Exercise instructions:
Beneath this line are the data; copy exactly the part of them that opens with the line containing "Readme: the locator spots each instance of the man's nose" and closes with the line containing "Readme: the locator spots each instance of the person's head", and only that part.
○ ○ ○ ○
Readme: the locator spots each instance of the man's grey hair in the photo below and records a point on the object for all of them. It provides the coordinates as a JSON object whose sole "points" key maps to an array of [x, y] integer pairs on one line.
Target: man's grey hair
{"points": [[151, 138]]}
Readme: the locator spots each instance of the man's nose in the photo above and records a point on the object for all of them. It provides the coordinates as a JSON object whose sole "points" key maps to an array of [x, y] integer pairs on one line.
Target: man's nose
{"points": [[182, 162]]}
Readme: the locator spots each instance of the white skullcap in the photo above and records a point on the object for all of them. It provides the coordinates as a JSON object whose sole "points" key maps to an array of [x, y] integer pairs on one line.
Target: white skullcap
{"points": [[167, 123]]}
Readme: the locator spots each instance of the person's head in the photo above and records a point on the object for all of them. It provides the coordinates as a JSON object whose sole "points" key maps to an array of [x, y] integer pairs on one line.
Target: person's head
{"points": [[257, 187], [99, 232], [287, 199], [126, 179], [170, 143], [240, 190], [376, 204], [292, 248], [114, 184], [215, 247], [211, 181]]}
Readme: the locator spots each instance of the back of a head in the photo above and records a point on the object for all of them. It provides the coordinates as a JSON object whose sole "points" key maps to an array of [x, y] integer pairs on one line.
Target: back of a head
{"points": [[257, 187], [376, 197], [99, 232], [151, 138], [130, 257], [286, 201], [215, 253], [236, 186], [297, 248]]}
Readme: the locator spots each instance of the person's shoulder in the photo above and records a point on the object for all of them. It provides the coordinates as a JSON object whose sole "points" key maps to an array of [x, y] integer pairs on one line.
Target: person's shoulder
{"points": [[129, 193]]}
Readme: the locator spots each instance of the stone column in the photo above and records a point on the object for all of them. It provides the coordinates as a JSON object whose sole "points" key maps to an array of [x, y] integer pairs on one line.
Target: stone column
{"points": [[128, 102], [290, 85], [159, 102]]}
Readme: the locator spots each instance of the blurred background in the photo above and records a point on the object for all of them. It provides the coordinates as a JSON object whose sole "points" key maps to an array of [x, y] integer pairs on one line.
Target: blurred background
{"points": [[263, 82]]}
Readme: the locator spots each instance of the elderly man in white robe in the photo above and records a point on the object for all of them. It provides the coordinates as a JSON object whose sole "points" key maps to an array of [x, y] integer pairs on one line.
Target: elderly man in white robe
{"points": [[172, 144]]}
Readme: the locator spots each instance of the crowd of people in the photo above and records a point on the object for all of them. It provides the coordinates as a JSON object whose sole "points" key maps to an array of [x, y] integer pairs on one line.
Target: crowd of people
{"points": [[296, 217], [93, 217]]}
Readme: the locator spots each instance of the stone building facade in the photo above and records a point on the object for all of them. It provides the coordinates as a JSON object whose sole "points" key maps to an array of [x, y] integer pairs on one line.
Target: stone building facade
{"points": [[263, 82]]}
○ ○ ○ ○
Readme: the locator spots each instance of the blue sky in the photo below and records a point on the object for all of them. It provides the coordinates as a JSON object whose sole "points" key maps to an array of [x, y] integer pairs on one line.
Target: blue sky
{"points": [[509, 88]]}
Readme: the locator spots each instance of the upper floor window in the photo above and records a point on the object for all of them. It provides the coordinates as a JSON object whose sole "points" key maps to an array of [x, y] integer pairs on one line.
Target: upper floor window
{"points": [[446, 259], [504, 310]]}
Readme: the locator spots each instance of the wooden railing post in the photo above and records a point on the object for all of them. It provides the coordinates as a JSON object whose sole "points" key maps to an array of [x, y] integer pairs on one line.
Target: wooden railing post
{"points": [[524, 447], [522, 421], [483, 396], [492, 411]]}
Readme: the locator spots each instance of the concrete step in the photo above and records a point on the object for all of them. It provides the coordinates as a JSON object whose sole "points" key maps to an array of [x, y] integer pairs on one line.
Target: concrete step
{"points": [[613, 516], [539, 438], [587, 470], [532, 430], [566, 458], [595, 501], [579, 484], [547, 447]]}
○ ○ ○ ○
Written response:
Readme: the locator spots each instance of the man's nose in the photo above and records a point on the object for all of them. It provides the coordinates as a JSON object whose sole "points" key maps to an array of [x, y] integer pairs on one line.
Target: man's nose
{"points": [[182, 162]]}
Readme: the locator spots each instance of the white skullcap in the photo above and records a point on the object for all of them. It provides the coordinates as a JSON object whose sole "points" key maps to an array of [x, y] integer pairs on one line.
Target: white skullcap
{"points": [[167, 123]]}
Readme: the locator spots each instance of the person's head in the photo above and records a point on the object for all of them. It provides the coordinates as a JSON object whose sole "points" key maps to an array of [x, y] integer pairs on one line.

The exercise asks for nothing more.